* _Reading passage_
Skip to main content
Composo delivers deterministic, accurate evaluation for LLM applications through purpose-built generative reward models. Unlike unreliable LLM-as-judge approaches, our specialized models provide consistent, precise scores you can trust—with just a single sentence criteria.

Quickstart

Get up and running with Composo in under 5 minutes. This guide will help you evaluate your first LLM response and understand how Composo delivers deterministic, accurate evaluations.

Step 1: Create Your Account

Sign up for a Composo account at platform.composo.ai.

Step 2: Generate Your API Key

  1. Navigate to ProfileAPI Keys in the dashboard
  2. Click Generate New API Key

Step 3: Run Your First Evaluation

[Optional] Install the SDK:
pip install composo
Now let’s evaluate a customer service response for empathy and helpfulness using the Composo SDK:
from composo import Composo

# Initialize the client with your API key
composo_client = Composo(api_key="YOUR_API_KEY")

# Example: Evaluating a customer service response
result = composo_client.evaluate(
    messages=[
        {"role": "user", "content": "I'm really frustrated with my device not working."},
        {"role": "assistant", "content": "I'm sorry to hear that you're experiencing issues with your device. Let's see how I can assist you to resolve this problem."}
    ],
    criteria="Reward responses that express appropriate empathy if the user is facing a problem they're finding frustrating"
)

# Display results
print(f"Score: {result.score}")
print(f"Analysis: {result.explanation}")

Understanding the Results

Composo returns:
  • Score: A value between 0 and 1 (e.g. 0.86 means the response strongly meets your criteria)

* _Exercise instructions_
Please continue the Composo quickstart guide, picking up after its last line.

* _Information shown_
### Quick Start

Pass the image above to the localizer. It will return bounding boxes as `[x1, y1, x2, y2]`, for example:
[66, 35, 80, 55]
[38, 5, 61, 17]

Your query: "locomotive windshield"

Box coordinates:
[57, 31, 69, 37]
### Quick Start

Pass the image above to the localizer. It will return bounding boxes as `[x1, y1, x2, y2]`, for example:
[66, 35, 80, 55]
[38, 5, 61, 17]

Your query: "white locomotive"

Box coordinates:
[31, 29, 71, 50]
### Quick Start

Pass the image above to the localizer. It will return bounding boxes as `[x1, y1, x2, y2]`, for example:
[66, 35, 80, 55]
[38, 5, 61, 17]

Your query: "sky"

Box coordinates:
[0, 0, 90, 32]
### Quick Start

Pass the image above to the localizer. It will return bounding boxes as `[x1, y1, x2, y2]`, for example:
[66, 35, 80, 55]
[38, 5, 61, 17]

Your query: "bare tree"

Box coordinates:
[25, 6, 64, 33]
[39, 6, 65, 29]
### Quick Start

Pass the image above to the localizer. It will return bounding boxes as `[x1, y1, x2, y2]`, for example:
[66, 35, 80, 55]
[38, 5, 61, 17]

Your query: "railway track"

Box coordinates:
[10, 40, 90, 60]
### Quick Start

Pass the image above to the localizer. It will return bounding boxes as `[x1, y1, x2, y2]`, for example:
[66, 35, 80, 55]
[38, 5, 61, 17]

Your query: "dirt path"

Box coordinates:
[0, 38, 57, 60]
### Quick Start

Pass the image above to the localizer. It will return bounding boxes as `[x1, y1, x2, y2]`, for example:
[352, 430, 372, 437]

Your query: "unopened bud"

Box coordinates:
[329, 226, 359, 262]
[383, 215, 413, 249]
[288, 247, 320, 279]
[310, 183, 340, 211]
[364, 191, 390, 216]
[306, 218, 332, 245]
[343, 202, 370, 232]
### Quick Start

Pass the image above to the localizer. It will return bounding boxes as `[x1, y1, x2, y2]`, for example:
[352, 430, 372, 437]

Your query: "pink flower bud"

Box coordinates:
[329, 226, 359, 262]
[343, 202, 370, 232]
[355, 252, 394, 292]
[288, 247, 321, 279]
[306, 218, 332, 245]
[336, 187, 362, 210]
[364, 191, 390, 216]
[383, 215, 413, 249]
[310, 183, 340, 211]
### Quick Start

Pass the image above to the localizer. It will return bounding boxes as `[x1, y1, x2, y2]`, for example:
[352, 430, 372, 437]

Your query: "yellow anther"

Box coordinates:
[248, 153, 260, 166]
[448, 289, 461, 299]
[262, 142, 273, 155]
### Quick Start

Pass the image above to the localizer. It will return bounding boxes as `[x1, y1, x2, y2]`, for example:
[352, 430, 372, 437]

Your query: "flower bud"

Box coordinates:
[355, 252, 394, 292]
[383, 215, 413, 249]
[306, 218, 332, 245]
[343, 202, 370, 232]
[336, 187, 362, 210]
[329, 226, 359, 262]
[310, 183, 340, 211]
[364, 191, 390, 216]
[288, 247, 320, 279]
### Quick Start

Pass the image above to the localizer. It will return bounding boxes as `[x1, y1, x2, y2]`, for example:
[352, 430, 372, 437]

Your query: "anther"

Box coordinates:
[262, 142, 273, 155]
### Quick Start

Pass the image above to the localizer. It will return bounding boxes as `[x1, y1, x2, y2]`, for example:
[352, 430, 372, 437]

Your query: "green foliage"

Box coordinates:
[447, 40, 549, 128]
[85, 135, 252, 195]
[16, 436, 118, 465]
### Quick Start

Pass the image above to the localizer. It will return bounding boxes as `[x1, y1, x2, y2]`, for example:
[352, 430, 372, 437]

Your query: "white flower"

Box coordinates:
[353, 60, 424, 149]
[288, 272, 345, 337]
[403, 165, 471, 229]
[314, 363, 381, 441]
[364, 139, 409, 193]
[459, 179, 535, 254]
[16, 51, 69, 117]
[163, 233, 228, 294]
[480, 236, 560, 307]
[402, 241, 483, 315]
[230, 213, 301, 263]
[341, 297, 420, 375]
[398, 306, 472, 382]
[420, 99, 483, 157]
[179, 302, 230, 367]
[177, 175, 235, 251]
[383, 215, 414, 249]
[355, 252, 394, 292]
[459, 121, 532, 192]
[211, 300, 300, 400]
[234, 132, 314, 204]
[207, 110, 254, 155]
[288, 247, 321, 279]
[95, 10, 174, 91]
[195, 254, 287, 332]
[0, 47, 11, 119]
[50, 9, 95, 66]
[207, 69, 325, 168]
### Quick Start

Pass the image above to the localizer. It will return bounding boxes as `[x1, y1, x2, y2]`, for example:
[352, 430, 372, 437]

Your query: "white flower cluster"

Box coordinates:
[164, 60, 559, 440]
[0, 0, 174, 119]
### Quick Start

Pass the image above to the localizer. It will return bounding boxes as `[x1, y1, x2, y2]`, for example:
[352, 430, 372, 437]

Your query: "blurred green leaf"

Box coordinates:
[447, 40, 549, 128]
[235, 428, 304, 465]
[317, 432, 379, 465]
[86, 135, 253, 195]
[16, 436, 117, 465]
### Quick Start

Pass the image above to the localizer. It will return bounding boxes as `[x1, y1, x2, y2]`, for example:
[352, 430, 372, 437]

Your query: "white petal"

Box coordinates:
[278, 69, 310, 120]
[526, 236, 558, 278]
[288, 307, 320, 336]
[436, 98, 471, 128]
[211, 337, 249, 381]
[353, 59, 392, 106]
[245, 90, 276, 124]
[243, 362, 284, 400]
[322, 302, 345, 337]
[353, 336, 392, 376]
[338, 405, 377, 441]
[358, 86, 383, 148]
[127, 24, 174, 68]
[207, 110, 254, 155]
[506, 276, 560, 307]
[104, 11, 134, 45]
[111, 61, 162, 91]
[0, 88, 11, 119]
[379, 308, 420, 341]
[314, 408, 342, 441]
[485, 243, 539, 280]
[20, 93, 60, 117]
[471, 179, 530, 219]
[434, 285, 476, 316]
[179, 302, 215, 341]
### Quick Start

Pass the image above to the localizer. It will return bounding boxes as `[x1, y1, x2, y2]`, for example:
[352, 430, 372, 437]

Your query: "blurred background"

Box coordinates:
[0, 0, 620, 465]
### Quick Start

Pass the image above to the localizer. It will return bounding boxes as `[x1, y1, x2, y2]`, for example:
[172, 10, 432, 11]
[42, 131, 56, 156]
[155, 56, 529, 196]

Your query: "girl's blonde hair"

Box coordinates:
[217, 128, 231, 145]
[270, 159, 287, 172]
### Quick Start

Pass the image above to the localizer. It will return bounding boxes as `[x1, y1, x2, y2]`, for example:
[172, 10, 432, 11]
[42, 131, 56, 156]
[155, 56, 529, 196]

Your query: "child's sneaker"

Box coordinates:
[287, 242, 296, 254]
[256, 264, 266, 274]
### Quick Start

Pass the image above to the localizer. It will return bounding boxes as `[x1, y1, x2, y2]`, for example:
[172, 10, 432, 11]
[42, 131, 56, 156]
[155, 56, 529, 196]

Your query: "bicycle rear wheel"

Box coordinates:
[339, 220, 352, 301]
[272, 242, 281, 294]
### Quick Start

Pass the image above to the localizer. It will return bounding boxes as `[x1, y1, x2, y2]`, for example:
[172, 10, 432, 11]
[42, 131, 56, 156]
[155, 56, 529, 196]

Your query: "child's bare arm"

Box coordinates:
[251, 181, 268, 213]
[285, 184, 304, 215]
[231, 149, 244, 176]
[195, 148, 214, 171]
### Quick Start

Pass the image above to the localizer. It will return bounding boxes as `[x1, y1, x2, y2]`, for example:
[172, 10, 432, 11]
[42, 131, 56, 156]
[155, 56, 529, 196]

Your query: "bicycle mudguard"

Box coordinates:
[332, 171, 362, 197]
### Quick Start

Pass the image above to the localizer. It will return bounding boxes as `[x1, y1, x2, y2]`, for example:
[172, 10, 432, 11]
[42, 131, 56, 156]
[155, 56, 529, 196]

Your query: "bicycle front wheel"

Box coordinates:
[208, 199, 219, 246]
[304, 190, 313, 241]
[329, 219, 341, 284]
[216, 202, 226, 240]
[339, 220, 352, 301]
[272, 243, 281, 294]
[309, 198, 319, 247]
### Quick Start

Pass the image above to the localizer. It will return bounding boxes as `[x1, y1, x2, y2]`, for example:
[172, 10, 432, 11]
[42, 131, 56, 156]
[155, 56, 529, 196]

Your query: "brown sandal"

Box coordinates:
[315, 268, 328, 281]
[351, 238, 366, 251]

* _Answer to this exercise_
  • Explanation: Detailed analysis of why the response received this score
Example output:
JSON
Score: 0.86/1.0
Analysis: - The assistant directly acknowledges the user's difficulty and expresses sympathy ("I'm sorry to hear that you're experiencing issues"), showing clear empathy.
- The response is timely and supportive, immediately addressing the expressed frustration and not ignoring the emotional content.
- It constructively adds a collaborative next step ("Let's see how I can assist you"), enhancing the empathetic tone, with only minor room for deeper emotional mirroring.

Step 4: Evaluate Agents with Tracing

For agent applications, Composo provides real-time tracing to capture and evaluate multi-agent interactions. Here’s a simple example with an orchestrator coordinating two sub-agents:
Python
from composo import Composo
from composo.models import criteria
from composo.tracing import ComposoTracer, Instruments, AgentTracer, agent_tracer
from openai import OpenAI

# Initialize tracing for OpenAI
ComposoTracer.init(instruments=[Instruments.OPENAI])
composo_client = Composo(api_key="YOUR_API_KEY")
openai_client = OpenAI()

# Define a simple sub-agent
@agent_tracer(name="research_agent")
def research_agent(topic):
    return openai_client.chat.completions.create(
        model="gpt-4o-mini",
        messages=[{"role": "user", "content": f"Research: {topic}"}],
        max_tokens=50
    )

# Orchestrator coordinates multiple agents
with AgentTracer("orchestrator") as tracer:
    # First sub-agent: planning
    with AgentTracer("planning_agent"):
        plan = openai_client.chat.completions.create(
            model="gpt-4o-mini",
            messages=[{"role": "user", "content": "Plan a trip to Paris"}],
            max_tokens=50
        )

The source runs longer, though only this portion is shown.